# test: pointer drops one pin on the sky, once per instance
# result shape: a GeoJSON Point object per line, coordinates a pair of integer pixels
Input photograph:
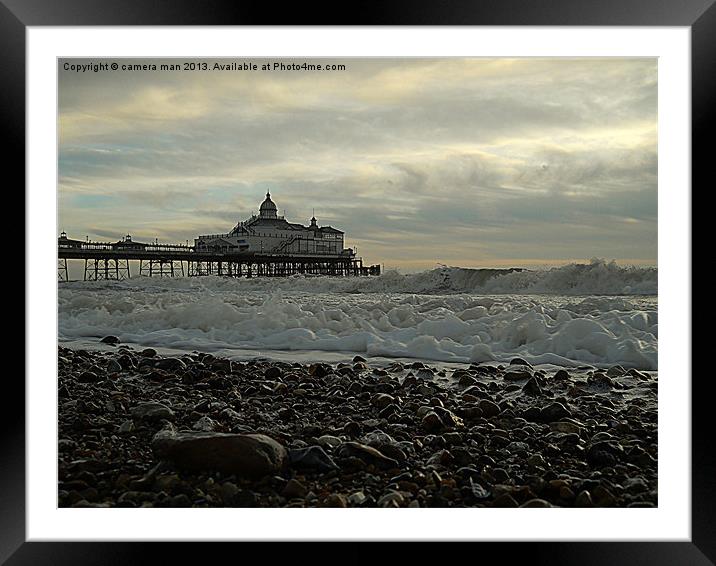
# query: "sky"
{"type": "Point", "coordinates": [467, 162]}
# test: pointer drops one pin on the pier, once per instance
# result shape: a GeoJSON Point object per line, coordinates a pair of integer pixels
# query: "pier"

════════════════

• [Activity]: The entries above should be reproduced exactly, without their pictures.

• [Exercise response]:
# test: pointer drops one pin on the sky, once per instance
# result shape: a GeoJSON Point object per line, coordinates a pair of integer pixels
Input photograph:
# query: "sky"
{"type": "Point", "coordinates": [467, 162]}
# test: pointer drops one pin on the pier, once per instance
# result shape: a GeoJSON Point object per line, coordinates a pair of integer pixels
# query: "pier"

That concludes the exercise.